==== Entries shown
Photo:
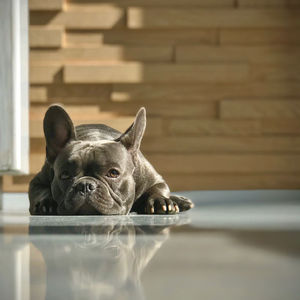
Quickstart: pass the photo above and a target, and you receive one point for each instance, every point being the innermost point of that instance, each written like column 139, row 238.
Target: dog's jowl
column 95, row 169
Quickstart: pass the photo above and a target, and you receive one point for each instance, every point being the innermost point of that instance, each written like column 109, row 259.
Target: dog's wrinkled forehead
column 105, row 154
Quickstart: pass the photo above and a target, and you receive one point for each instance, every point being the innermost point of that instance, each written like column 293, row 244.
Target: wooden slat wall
column 220, row 80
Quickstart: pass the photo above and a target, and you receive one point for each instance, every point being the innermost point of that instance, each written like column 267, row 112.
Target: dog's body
column 95, row 169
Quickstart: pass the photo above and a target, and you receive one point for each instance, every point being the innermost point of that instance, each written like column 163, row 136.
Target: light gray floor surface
column 232, row 245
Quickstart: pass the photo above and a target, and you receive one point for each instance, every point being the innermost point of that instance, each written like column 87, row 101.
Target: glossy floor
column 234, row 245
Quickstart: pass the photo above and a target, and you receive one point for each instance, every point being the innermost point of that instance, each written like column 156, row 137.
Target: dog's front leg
column 157, row 200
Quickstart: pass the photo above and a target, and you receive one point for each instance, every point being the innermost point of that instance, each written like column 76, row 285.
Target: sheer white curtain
column 14, row 103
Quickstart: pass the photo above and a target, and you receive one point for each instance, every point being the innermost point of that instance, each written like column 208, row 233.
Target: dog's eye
column 65, row 175
column 113, row 173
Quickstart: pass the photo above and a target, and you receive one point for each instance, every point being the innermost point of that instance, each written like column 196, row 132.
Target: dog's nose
column 85, row 187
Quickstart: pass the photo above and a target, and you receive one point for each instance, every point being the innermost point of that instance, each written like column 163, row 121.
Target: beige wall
column 220, row 80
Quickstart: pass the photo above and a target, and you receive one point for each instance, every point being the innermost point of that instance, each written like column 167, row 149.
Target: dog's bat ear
column 132, row 137
column 58, row 130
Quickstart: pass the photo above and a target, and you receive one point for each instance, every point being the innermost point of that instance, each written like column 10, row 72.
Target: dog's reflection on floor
column 97, row 262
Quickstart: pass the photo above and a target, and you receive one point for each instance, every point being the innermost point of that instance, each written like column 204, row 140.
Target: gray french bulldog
column 95, row 169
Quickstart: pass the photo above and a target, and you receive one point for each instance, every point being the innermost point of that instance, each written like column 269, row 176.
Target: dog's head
column 91, row 176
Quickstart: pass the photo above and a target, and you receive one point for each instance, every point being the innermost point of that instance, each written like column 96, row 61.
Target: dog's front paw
column 45, row 207
column 161, row 206
column 182, row 202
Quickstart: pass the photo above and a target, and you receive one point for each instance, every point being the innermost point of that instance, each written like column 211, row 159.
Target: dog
column 95, row 169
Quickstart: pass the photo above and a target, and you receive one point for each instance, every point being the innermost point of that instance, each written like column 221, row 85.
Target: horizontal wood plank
column 204, row 92
column 262, row 3
column 141, row 37
column 234, row 163
column 232, row 181
column 280, row 126
column 137, row 72
column 104, row 53
column 45, row 74
column 248, row 109
column 276, row 72
column 82, row 17
column 164, row 3
column 138, row 17
column 252, row 54
column 261, row 36
column 219, row 144
column 45, row 4
column 45, row 37
column 38, row 94
column 192, row 127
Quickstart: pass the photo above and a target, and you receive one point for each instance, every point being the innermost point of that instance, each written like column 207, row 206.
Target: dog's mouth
column 100, row 200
========
→ Prompt: The full text of the data above, exact and without pictures, is what to return.

→ Solution for this problem:
Photo:
Quickstart: pass the photo above and a target, and you receive one point for each instance, every point being the innermost point of that instance, each written like column 139, row 238.
Target: dog's jowl
column 95, row 169
Quickstart: pass the photo above and a target, and you receive one point for each instance, every point being the innermost point of that instance, each written like column 109, row 259.
Target: dog's wrinkled forehead
column 105, row 154
Quickstart: pass the photo above and a target, and you receive one point for each instance, every point being the innermost point of that instance, each written like column 293, row 244.
Target: wooden slat wall
column 220, row 80
Quickstart: pass the photo above and a target, and you receive one point for each instance, every point being the innermost point of that instance, each written like column 267, row 112.
Target: dog's body
column 95, row 169
Quickstart: pass the photo above and a target, and you receive one point for each instance, every point being the innermost point of that instance, each written like column 163, row 136.
Target: light gray floor surface
column 232, row 245
Quickstart: pass the photo above and a target, and you receive one point for each instance, every point being the innermost point of that instance, each written like column 87, row 101.
Target: glossy floor
column 234, row 245
Quickstart: pass the photo above and a target, and you receive one point for each instance, every point being the innermost point of that instance, each written like column 156, row 137.
Target: dog's front leg
column 157, row 200
Quickstart: pass the photo above and a target, and you receive one point for each instance, every point being the innermost point of that instance, each written like column 76, row 285.
Target: sheer white curtain
column 14, row 103
Quickstart: pass the photo above and a target, and you receive one point for each instance, every point being the innermost point of that instance, each written like column 208, row 233.
Target: dog's eye
column 65, row 175
column 113, row 173
Quickstart: pass the photo above and a target, and you receive one point for each instance, every point being the innermost point of that instance, each written like column 196, row 132.
Target: dog's nose
column 85, row 187
Quickstart: pass the photo above and a target, and you receive one point for each instance, every point being the innermost point of that instance, each written like column 163, row 121.
Target: beige wall
column 220, row 80
Quickstart: pass the photo above and a target, and you receive one point for each instance, every point being the innermost point of that instance, each written like column 167, row 149.
Target: dog's bat ear
column 132, row 137
column 58, row 130
Quickstart: pass the photo above and a target, and you receive one point for each instance, every point being the innermost point of that instance, each written like column 10, row 72.
Target: dog's reflection on floor
column 97, row 262
Quickstart: pass the photo above and a target, and you receive one point for each instance, every point being the innermost point of that instance, each written like column 204, row 140.
Target: gray french bulldog
column 95, row 169
Quickstart: pass the photo above and a target, and you receive one point for each instance, every point being the innermost point of that instance, each written like column 269, row 176.
Target: dog's head
column 91, row 176
Quickstart: pass the photo above and a target, and you receive one point for each instance, every point being the innermost point of that instance, each written like column 96, row 61.
Target: dog's front paw
column 45, row 207
column 161, row 206
column 182, row 202
Quickstart: pass the photo above and a target, and you receive one point for each instance, every point being the innermost point of that instance, each written like column 211, row 159.
Target: dog
column 95, row 169
Quickstart: pass the photo above and a target, and you receive one point for each instance, every point being the innermost point of that instance, each written like column 221, row 85.
Target: horizontal wood plank
column 204, row 92
column 262, row 3
column 141, row 37
column 234, row 163
column 232, row 181
column 280, row 126
column 137, row 72
column 104, row 53
column 45, row 74
column 248, row 109
column 276, row 72
column 82, row 17
column 164, row 3
column 138, row 17
column 252, row 54
column 261, row 36
column 219, row 144
column 45, row 4
column 45, row 37
column 38, row 94
column 192, row 127
Quickstart: pass the photo above and a target, and you receive one point for each instance, every point being the innermost point of that instance, each written like column 207, row 206.
Target: dog's mouth
column 100, row 200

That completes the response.